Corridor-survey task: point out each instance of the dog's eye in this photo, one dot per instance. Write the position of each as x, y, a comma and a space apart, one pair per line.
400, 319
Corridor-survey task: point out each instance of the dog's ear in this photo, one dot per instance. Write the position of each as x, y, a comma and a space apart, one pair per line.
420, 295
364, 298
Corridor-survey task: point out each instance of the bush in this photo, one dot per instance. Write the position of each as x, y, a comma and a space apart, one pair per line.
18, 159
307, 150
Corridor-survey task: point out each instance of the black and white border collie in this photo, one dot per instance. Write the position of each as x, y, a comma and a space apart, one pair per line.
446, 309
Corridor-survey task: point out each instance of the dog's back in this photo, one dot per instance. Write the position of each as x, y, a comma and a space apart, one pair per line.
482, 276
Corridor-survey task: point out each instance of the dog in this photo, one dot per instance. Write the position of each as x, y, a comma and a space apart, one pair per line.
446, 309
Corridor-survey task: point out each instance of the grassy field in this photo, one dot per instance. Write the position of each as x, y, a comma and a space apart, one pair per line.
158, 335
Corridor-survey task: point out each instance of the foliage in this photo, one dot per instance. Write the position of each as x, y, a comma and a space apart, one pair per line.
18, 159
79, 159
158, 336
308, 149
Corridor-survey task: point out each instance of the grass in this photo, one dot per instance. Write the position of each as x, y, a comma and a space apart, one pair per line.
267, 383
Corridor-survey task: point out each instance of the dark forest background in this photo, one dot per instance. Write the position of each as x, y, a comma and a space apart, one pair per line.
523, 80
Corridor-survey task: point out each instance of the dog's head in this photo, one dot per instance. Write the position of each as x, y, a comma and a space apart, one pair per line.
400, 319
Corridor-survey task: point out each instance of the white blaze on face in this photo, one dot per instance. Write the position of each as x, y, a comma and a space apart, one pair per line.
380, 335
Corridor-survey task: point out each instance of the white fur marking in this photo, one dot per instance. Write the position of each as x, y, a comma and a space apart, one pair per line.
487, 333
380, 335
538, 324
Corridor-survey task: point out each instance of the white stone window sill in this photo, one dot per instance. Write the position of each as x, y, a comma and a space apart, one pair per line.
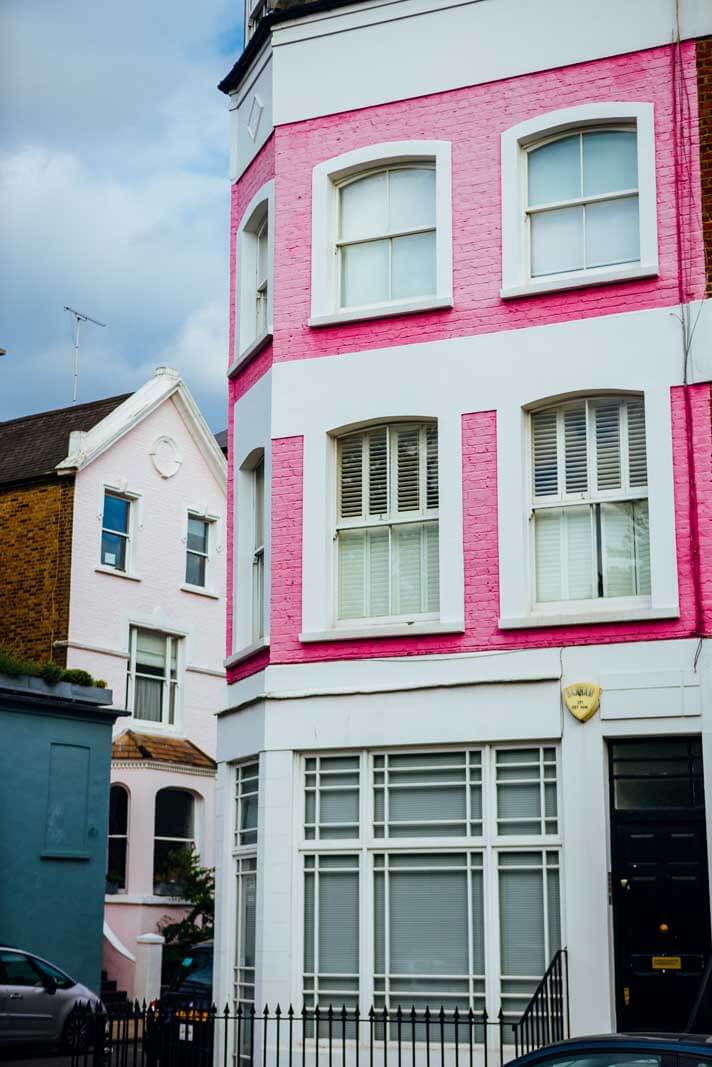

# Exercise objective
Retype every entry exactly, but keep the pictures out of your copy.

# Response to the exercise
Corridor-survey task: point out each instance of the dog's eye in this photo, one dot per instance. Write the position of each as x, y, a comma and a space apart, one pair per line.
400, 319
Corridor-survey task: point out each instance of the dog's ear in this photo, one dot per instance. Write the position of each as x, y, a comma and a space apart, one pair per line.
420, 295
364, 298
Corridor-survey task: point out each instance of the bush in this photo, one dot per instance. Write the position of each as x, y, a comma and a space apart, one pair per line.
18, 159
307, 150
Corridor-survey task: point out each instance of the black and white border collie in this photo, one dot per instance. Write the position of each as x, y, a comma and a space apart, one pair per line.
446, 309
Corridor-survey task: point out each instance of the dog's back in this photo, one dot per instance. Write the position of each as x, y, a comma and a space apart, one pair per line.
482, 276
Corridor-survey task: point out each instance of the dog in this photo, one dot per instance. Write the position of each as x, y, a comma and a space apart, one pair per line.
446, 309
Corridor-survey task: point out each instance of the grassy field in this photo, one dot per instance. Write the position of each as x, y, a comma and a space apart, one pair per line.
158, 335
Corridor-survey task: point out each instance of the foliage in this photo, one dot per instance. Write the position of each as x, y, a comma and a space apart, one pair per line.
18, 159
79, 159
158, 336
308, 149
Corridor-survey task: point out each instance of the grass in this photo, one dot per instance. Write the position of each as x, y, a comma and a space apart, one pair per line.
267, 383
Corridor-survey task: point out each instance of the dark forest background in this photo, one dot per instance. Write the position of each as x, y, a comma and a space apart, one pair per line.
523, 80
Corridor-survey task: point out each instance of the dog's head in this photo, one dot per instance. Write the position of each as x, y, a comma and a space apart, one pair per line.
400, 319
Corridor-survey task: point out each instance of the white blaze on face in this photo, one dot per instance. Write the position of each as x, y, a comma and a space apart, one pair per line.
380, 335
Corridor-survey task: point out each instance of the white fur marking in this photo, one dot per instance. Write the position of each as x, y, a comma and a space apart, one pair per line.
487, 333
380, 335
538, 324
Corridor-survey task: point out each instance of the white stone window sill in this photo, one dot per instance. Write the position of each as x, y, a comma and a space apart, one pair per line.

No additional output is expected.